§ **TEXT EXCERPT**
Buxton representative Robert Belcher told the council that having more retail outlets will improve the quality of life for Patterson residents by providing more shopping and dining options. It also will increase sales tax and property values, create jobs and stop the flow of dollars to places such as Modesto and the Bay Area.
Belcher said the firm has worked with about 350 cities across the nation, including Dinuba in Tulare County, which used the data to attract 19 new retailers to the city of about 18,000.
He said the program has a 60 percent to 70 percent success rate, but it largely depends on how city representatives use the information. Those who aggressively market to retailers will be much more successful than those who don't do anything with the data, Belcher said.
City Manager Cleve Morris said he believes the project will serve as a "catalyst" to bring new businesses to the city. Although the retailers probably would come to the city eventually, he said, this program puts Patterson on their radar.
"This does two things: it helps you attract them sooner than they would have come normally. Right now, they don't know who we are, and we don't know who they are," Morris said. "It also allows us to be somewhat selective in the businesses that we want here."
Councilwoman Dejeune Shelton said Patterson needs to stop the leakage of retail dollars to other cities.
"We're going to try to bring in retailers to encourage people to shop and buy in Patterson," she said.

§ **PROBLEM REQUIREMENTS**
Condense the paragraph of the text excerpt above that begins "Buxton representative Robert Belcher told the council" into a short bulleted list that keeps its main facts.

§ **DATASET ROWS**
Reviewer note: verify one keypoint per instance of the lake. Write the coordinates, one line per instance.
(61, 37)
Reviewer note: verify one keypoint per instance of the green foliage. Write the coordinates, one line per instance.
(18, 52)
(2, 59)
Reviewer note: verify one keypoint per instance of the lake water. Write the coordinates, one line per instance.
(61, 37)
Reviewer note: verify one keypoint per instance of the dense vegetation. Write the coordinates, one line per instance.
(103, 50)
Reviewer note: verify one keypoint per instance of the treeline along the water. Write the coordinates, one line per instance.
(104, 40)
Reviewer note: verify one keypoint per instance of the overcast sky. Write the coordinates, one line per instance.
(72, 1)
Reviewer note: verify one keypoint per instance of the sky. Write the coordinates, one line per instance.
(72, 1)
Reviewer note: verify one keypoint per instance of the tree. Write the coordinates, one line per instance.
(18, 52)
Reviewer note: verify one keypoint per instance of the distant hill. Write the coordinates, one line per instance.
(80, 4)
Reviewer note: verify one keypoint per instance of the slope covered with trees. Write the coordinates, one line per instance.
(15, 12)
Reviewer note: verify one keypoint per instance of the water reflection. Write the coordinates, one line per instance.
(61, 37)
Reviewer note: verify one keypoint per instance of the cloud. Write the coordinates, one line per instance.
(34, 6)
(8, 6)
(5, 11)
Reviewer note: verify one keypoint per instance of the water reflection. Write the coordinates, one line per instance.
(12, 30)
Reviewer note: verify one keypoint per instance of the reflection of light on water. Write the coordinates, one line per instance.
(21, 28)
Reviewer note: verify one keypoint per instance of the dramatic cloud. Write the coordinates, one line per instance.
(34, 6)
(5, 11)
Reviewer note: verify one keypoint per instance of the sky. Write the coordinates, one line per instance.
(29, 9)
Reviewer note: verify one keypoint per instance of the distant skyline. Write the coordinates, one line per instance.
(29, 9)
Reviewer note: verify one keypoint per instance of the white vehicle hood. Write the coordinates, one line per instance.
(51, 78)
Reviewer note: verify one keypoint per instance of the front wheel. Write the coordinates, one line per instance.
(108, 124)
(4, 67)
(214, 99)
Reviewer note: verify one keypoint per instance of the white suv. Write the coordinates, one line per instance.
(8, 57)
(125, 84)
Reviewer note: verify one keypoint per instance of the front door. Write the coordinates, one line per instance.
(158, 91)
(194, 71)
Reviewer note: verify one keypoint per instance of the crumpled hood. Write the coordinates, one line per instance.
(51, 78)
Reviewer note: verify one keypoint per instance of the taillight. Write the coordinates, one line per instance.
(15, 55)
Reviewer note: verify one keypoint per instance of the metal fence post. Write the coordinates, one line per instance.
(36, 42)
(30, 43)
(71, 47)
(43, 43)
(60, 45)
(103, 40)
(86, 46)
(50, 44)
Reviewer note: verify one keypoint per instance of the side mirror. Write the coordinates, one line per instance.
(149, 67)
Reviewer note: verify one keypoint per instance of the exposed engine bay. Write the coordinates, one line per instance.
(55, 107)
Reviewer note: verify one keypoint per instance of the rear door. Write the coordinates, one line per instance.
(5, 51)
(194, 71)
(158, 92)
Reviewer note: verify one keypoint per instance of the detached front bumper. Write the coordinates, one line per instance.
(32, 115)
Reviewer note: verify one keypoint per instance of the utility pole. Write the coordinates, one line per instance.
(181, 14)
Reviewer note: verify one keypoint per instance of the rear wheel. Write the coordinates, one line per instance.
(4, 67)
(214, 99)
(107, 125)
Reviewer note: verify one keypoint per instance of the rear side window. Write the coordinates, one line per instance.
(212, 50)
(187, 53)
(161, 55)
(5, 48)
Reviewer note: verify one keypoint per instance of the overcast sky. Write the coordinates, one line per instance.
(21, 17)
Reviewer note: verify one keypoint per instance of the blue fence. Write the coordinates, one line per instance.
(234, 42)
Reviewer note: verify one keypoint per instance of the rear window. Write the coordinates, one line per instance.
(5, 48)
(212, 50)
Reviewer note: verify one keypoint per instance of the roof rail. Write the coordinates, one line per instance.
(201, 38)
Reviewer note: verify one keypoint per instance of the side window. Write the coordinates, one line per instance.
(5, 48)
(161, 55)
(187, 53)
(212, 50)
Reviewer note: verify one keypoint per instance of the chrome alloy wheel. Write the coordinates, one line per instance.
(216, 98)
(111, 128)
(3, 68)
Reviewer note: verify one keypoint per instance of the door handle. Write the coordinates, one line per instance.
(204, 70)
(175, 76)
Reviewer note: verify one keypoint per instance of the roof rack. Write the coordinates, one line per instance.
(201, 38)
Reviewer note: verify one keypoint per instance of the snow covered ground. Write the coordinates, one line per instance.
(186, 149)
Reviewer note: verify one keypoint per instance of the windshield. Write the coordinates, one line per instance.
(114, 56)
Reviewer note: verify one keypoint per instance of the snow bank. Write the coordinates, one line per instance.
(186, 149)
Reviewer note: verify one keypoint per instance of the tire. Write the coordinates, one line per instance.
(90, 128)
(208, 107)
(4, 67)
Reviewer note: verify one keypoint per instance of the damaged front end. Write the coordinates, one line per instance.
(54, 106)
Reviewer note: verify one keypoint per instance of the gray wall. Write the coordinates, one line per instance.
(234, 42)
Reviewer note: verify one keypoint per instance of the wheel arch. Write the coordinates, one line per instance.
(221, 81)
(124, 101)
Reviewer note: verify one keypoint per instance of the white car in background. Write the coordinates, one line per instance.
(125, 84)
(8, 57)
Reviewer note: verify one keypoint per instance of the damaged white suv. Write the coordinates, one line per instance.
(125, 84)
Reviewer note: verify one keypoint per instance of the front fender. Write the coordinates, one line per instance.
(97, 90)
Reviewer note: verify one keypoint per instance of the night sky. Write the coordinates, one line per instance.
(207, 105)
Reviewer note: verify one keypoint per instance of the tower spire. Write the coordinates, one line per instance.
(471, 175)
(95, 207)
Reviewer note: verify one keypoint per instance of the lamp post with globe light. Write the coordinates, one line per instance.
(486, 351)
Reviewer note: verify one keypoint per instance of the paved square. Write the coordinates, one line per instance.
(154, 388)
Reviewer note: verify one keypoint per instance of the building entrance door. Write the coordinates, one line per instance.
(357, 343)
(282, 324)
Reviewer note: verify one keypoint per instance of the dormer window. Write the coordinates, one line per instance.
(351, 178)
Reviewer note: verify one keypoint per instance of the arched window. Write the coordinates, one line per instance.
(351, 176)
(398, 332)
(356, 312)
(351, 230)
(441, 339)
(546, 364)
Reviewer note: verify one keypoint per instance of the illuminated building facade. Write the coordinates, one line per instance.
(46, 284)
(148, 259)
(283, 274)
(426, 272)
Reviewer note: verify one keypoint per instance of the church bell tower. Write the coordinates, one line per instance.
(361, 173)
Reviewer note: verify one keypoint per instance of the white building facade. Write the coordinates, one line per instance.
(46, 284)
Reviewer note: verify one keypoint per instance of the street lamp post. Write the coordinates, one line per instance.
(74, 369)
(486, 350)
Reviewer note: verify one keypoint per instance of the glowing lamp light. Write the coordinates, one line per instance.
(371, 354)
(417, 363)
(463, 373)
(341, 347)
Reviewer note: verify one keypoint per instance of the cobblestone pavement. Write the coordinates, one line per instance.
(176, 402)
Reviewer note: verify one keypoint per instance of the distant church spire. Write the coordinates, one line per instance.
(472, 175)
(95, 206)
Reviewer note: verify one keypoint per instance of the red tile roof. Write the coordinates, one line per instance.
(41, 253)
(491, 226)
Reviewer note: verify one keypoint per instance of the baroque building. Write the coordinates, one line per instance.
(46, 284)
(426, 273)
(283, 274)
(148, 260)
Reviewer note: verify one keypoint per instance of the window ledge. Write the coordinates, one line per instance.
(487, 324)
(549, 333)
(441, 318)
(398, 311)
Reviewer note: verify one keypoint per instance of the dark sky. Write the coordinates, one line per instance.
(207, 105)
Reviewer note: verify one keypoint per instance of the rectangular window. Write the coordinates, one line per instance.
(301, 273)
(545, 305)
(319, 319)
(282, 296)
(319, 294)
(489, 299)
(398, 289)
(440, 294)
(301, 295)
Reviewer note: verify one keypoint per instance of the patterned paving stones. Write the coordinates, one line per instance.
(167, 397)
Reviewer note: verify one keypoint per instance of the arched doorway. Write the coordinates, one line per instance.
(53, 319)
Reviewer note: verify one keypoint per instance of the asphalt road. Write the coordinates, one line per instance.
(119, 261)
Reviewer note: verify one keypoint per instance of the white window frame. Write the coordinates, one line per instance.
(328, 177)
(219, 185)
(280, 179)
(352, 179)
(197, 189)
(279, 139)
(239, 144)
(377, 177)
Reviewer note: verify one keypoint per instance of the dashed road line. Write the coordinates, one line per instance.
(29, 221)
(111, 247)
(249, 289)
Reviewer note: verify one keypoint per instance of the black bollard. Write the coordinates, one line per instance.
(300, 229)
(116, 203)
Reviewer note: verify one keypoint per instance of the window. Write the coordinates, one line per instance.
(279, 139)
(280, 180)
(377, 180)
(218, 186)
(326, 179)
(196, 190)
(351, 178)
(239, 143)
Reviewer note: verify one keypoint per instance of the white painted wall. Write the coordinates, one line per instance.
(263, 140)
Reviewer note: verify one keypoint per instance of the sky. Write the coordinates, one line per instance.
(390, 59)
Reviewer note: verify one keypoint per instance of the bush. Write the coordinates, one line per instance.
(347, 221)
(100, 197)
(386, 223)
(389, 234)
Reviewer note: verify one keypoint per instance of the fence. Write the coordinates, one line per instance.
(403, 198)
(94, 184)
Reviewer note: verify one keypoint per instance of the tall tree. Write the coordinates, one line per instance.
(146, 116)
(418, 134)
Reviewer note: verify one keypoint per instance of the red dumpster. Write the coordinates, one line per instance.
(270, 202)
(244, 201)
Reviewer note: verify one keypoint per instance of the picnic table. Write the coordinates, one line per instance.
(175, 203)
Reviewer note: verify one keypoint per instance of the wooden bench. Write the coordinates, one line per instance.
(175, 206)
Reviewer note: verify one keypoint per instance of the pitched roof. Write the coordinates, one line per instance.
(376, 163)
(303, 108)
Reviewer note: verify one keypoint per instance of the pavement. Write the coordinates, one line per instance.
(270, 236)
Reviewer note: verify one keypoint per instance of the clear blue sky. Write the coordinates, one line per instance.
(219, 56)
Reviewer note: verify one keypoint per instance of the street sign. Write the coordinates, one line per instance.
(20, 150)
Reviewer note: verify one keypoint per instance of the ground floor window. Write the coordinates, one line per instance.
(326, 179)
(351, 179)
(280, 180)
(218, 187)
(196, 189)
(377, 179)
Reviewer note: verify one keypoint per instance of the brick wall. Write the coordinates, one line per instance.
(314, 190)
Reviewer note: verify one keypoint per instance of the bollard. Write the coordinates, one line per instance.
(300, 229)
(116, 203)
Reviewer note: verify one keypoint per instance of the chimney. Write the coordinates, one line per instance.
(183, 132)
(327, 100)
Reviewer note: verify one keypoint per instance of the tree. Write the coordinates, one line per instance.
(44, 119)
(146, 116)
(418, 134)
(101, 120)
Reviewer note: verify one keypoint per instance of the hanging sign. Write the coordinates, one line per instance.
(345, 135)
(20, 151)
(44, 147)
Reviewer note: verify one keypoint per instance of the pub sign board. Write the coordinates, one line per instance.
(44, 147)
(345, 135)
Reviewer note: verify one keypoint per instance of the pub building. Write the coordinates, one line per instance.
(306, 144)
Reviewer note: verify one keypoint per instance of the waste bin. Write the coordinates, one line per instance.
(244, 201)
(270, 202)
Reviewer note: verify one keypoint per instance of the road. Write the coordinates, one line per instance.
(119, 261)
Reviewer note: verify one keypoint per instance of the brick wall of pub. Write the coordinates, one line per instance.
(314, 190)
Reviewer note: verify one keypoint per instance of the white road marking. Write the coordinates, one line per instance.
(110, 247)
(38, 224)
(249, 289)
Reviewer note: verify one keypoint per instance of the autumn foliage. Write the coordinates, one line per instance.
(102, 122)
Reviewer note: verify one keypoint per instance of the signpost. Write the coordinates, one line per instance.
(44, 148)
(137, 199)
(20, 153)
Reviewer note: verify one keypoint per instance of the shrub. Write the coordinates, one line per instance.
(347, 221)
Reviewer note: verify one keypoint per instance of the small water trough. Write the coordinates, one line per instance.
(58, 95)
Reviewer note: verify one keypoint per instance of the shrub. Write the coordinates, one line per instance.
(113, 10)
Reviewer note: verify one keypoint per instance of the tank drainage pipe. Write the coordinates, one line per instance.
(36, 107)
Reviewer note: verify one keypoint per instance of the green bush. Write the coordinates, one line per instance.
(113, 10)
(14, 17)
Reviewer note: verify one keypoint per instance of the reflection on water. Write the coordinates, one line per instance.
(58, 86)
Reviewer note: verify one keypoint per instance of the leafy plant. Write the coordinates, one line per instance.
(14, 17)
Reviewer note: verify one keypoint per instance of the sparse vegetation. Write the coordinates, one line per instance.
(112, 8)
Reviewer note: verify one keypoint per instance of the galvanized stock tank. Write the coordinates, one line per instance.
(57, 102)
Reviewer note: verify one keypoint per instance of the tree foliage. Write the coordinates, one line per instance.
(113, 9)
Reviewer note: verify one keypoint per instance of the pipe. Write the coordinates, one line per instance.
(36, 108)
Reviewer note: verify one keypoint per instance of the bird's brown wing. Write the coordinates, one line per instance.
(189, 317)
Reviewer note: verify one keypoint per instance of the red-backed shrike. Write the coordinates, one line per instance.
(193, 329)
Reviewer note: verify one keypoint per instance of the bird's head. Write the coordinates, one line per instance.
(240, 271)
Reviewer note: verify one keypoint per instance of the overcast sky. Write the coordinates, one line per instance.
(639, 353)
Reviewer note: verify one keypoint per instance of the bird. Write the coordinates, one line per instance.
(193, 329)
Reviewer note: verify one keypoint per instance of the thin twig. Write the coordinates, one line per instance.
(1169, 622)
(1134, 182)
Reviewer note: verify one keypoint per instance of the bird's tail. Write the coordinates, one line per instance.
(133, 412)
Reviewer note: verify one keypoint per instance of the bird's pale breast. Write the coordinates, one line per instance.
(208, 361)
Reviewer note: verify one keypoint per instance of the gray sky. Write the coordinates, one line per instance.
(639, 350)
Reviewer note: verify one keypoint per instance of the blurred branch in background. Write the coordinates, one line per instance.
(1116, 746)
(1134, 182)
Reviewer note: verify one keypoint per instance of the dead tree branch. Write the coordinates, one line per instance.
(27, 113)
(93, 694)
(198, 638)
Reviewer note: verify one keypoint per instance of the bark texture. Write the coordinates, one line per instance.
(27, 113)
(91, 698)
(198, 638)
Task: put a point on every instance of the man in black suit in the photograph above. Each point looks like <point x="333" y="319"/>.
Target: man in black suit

§ **COMPLETED EXERCISE**
- Buxton representative Robert Belcher told the council that more retail outlets would benefit Patterson.
- More shopping and dining options would improve residents' quality of life.
- Sales tax and property values would increase.
- Jobs would be created.
- Dollars would stop flowing to places such as Modesto and the Bay Area.